* begin DATA SUPPLIED *

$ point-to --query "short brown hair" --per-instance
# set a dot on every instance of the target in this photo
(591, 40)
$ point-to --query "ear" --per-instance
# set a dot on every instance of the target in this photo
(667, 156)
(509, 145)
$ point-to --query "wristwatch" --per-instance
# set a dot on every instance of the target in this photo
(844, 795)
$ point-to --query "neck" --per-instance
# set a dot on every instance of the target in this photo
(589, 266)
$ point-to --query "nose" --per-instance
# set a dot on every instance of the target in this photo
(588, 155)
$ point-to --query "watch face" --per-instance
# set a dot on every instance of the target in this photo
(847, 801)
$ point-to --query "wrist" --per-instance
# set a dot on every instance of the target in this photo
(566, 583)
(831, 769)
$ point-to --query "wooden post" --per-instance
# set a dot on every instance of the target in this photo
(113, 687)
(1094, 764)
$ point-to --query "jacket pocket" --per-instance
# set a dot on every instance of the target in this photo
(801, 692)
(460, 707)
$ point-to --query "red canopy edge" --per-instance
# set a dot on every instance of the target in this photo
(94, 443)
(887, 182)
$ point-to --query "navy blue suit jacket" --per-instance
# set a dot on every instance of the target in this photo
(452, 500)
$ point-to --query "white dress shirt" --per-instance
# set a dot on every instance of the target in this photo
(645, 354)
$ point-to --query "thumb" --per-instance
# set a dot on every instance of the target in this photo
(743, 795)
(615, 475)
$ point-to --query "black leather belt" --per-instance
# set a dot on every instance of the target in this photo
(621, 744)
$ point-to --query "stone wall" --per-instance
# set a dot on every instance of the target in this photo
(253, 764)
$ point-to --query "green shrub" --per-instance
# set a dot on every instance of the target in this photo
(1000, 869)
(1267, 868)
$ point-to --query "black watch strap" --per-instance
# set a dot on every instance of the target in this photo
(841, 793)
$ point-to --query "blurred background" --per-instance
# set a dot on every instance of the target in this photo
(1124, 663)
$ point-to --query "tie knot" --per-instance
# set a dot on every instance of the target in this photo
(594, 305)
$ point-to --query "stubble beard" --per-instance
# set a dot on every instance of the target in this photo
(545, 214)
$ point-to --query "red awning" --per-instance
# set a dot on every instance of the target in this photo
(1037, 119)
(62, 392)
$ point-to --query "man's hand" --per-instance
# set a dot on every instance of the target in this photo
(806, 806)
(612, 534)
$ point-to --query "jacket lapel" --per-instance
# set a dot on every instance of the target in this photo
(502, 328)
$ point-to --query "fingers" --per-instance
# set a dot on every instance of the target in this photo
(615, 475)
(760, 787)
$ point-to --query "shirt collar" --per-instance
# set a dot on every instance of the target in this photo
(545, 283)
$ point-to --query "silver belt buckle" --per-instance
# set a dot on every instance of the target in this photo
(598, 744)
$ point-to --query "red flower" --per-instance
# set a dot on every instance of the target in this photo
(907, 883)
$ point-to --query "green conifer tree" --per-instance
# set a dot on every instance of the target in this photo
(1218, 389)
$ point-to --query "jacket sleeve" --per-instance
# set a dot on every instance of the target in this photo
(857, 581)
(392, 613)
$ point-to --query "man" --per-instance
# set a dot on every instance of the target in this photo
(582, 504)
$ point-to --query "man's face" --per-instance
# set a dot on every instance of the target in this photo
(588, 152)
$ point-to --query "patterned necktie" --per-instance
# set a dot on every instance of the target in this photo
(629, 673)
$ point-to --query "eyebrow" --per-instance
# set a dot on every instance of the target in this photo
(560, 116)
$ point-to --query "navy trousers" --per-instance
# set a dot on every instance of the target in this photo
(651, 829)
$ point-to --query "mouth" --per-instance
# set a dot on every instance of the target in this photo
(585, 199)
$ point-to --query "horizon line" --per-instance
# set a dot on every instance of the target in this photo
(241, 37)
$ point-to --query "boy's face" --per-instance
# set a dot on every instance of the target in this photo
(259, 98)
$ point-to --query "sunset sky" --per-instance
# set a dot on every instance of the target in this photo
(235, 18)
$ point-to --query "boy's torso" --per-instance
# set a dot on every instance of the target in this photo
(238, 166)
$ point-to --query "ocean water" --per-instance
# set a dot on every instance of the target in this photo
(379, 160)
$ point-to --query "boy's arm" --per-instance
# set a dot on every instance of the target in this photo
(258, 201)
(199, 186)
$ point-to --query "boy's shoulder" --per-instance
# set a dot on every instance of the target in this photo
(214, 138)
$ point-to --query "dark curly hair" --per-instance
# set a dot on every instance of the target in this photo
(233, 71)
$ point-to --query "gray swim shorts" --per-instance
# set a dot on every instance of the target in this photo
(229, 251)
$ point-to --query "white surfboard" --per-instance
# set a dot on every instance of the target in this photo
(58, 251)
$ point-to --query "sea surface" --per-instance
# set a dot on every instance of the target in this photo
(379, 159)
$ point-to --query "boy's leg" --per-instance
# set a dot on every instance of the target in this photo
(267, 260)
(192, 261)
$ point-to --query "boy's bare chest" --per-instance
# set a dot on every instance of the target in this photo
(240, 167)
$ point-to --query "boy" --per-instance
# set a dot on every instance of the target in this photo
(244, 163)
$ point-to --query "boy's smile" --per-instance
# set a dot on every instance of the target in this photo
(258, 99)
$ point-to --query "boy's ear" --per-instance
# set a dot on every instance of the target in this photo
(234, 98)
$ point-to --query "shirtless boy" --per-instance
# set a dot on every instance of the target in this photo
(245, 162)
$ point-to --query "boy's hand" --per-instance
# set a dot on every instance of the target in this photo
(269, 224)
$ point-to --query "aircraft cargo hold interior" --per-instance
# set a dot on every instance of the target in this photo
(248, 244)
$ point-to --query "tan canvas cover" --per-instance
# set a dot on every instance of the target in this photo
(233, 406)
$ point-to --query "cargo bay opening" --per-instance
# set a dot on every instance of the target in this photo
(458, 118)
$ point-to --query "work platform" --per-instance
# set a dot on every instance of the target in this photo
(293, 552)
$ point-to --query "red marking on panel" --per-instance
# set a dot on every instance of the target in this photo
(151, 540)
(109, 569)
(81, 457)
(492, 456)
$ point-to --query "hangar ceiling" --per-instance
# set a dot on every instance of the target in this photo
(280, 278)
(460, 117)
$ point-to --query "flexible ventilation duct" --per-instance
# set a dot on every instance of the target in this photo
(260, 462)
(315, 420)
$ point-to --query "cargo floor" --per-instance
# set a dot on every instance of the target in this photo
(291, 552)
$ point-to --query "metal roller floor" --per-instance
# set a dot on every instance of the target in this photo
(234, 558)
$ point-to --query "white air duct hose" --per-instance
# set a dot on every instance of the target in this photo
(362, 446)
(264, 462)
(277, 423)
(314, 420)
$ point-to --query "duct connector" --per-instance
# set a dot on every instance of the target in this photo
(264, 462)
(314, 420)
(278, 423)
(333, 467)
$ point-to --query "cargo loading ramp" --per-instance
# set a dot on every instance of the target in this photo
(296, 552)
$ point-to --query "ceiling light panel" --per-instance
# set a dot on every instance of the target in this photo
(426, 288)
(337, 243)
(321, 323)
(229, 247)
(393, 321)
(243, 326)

* end DATA SUPPLIED *

*GOAL*.
Copy out every entry again, exactly as it was given.

*CORRECT RESPONSE*.
$ point-to --query "short brown hair" --per-instance
# set a dot on every instance of the target in this photo
(591, 40)
$ point-to --query "ear" --per-instance
# set a dot on every instance of the target in this photo
(667, 156)
(509, 145)
$ point-to --query "wristwatch" --per-instance
# set a dot on every instance of the target in this photo
(844, 795)
$ point-to --query "neck" --per-instance
# set a dot on every instance of the target in this photo
(589, 266)
$ point-to --query "nose" --per-instance
# set a dot on every instance of the target in this photo
(588, 155)
$ point-to --query "watch face" --per-instance
# set a dot on every instance of the target in this photo
(847, 801)
$ point-to --query "wrist" --per-instance
# set a dot on every instance of the target in this photo
(566, 583)
(831, 769)
$ point-to --query "wooden post" --per-instance
# set a dot on every instance of the target in this photo
(113, 687)
(1094, 764)
$ point-to --query "jacket pocket" --per-instance
# set a dot on every instance of the target in this photo
(801, 692)
(460, 707)
$ point-to --query "red canopy edge" --per-instance
# set a dot on every instance of the target in this photo
(94, 443)
(887, 182)
$ point-to --query "navy blue suit jacket" --per-instance
# set a dot on every instance of the target in this photo
(452, 500)
$ point-to --query "white dress shirt" --per-instance
# set a dot on every instance of the target in this photo
(645, 354)
$ point-to --query "thumb" --per-instance
# set a dot on every instance of the target in this photo
(743, 795)
(615, 475)
$ point-to --query "black leather belt" --per-instance
# set a dot on every instance of the target in this photo
(621, 744)
$ point-to --query "stone wall" --per-instance
# set a dot on every instance of the target in this photo
(253, 764)
$ point-to --query "green shrub" --per-instance
# set a dot on every instance of the target in this photo
(1000, 869)
(1267, 868)
$ point-to --query "black watch strap" --per-instance
# set a dot on every instance of the target in this photo
(841, 793)
$ point-to --query "blurred background" --per-instance
# set a dot on every instance of the target in this photo
(1124, 663)
$ point-to --query "tie knot" --per-instance
# set a dot on every instance of the target in this photo
(594, 305)
$ point-to --query "stubble beard" --per-instance
# set a dot on every instance of the target in this photo
(545, 214)
$ point-to --query "red awning" --per-instance
# set a dot on every instance of the target in this photo
(1037, 119)
(62, 392)
$ point-to --query "man's hand" --per-instance
# set a dot on every instance of the target in this photo
(806, 806)
(612, 534)
$ point-to --query "jacket lapel" --per-instance
# set a dot on every instance of the target in this photo
(502, 328)
$ point-to --query "fingers" --per-instance
# set a dot on every instance of the target in this photo
(615, 475)
(760, 787)
$ point-to --query "shirt collar" --per-instance
# set a dot on every instance of the target in this photo
(545, 283)
$ point-to --query "silver belt buckle" --per-instance
# set a dot on every instance of the target in this photo
(598, 744)
$ point-to --query "red flower" --per-instance
# set a dot on every instance of the target in this photo
(907, 883)
$ point-to --query "green conifer tree" --per-instance
# set a dot on every instance of the target in this photo
(1218, 389)
$ point-to --query "jacket sleeve" --per-instance
# set a dot on every instance of the target in this photo
(857, 581)
(392, 613)
$ point-to --query "man" --per-instance
# set a dot on every instance of the target in this photo
(582, 504)
$ point-to --query "man's face" --per-instance
# set a dot on every instance of the target in this photo
(588, 152)
$ point-to --query "patterned necktie" --per-instance
# set a dot on every instance of the target in this photo
(629, 673)
$ point-to --query "eyebrow" --per-instance
# set a dot on every instance of the target in this photo
(560, 116)
$ point-to --query "navy trousers" --per-instance
# set a dot on every instance of the target in this photo
(651, 829)
$ point-to --query "mouth" --per-instance
# set a dot on every instance of the target in this photo
(585, 199)
$ point-to --query "horizon line" --per-instance
# set a dot on every instance of the target in this photo
(241, 37)
$ point-to --query "boy's face" --per-instance
# set a dot on every instance of the target in this photo
(259, 98)
$ point-to --query "sunset sky" --per-instance
# set a dot on every instance of the target in this photo
(235, 18)
$ point-to --query "boy's torso" --per-instance
# set a dot on every instance of the target in this photo
(238, 166)
$ point-to --query "ocean water" --per-instance
# set a dot on every instance of the target in this photo
(379, 160)
$ point-to --query "boy's arm" --per-instance
# set a dot on every instance of the target in this photo
(258, 201)
(199, 186)
$ point-to --query "boy's shoulder" --per-instance
# set a dot on every instance of the target in this photo
(214, 138)
$ point-to --query "dark curly hair" --per-instance
# set a dot on every instance of the target in this photo
(233, 71)
$ point-to --query "gray swim shorts" --per-instance
# set a dot on every instance of the target in this photo
(229, 251)
$ point-to --query "white surfboard" --per-instance
# set a dot on every instance of the target in this photo
(58, 251)
$ point-to --query "sea surface" --per-instance
# set a dot on every instance of the target in this photo
(379, 159)
$ point-to --query "boy's leg" --per-instance
# set a dot on every instance of the target in this photo
(267, 260)
(192, 261)
$ point-to --query "boy's bare chest" --per-instance
# set a dot on every instance of the target in this photo
(240, 167)
$ point-to --query "boy" --per-instance
# set a dot on every instance of the target in this photo
(244, 163)
$ point-to --query "boy's smile" --per-instance
# set a dot on every instance of the target in this photo
(258, 99)
$ point-to --query "boy's ear" --per-instance
# set a dot on every instance of the target in this photo
(234, 98)
$ point-to --query "shirtless boy" --per-instance
# set a dot on every instance of the target in this photo
(245, 162)
$ point-to --query "boy's hand" --per-instance
# set a dot on every instance of the target in this photo
(269, 224)
$ point-to --query "aircraft cargo hold interior" --per-instance
# set a dot on every instance of the target in this photo
(248, 244)
$ point-to --query "tan canvas cover" --per-instance
# set a dot on every instance of the target in this photo
(233, 406)
$ point-to --query "cargo bay opening" --per-instance
# set a dot on every instance of the target in this photo
(458, 118)
$ point-to --query "work platform" --per-instance
# set a dot on every instance of the target in this photo
(293, 552)
$ point-to --query "red marking on panel" --per-instance
# set a dot on every instance of the target in this photo
(151, 540)
(109, 569)
(81, 457)
(492, 456)
$ point-to --query "hangar ceiling" --per-instance
# set a dot on every instance of the target in this photo
(280, 278)
(460, 117)
$ point-to --query "flexible ventilation duct" --per-instance
# set a dot on every instance of the target in this photo
(260, 462)
(315, 420)
$ point-to --query "cargo floor" --per-instance
# set a dot on every instance of the target in this photo
(291, 552)
$ point-to --query "metal roller floor" --per-instance
# set a dot on every instance of the target in this photo
(234, 558)
$ point-to --query "white air duct hose" --per-instance
# set a dot on every instance of the target in this photo
(362, 446)
(264, 462)
(277, 423)
(314, 420)
$ point-to --query "duct connector" --per-instance
# set a dot on every instance of the target in this photo
(264, 462)
(314, 420)
(278, 423)
(333, 467)
$ point-to --query "cargo loading ramp" --per-instance
# set a dot on every instance of the target in this photo
(296, 552)
$ point-to --query "ceiling light panel" --per-instance
# set a dot on every instance of the target in this photo
(426, 288)
(337, 243)
(321, 323)
(229, 247)
(393, 321)
(243, 326)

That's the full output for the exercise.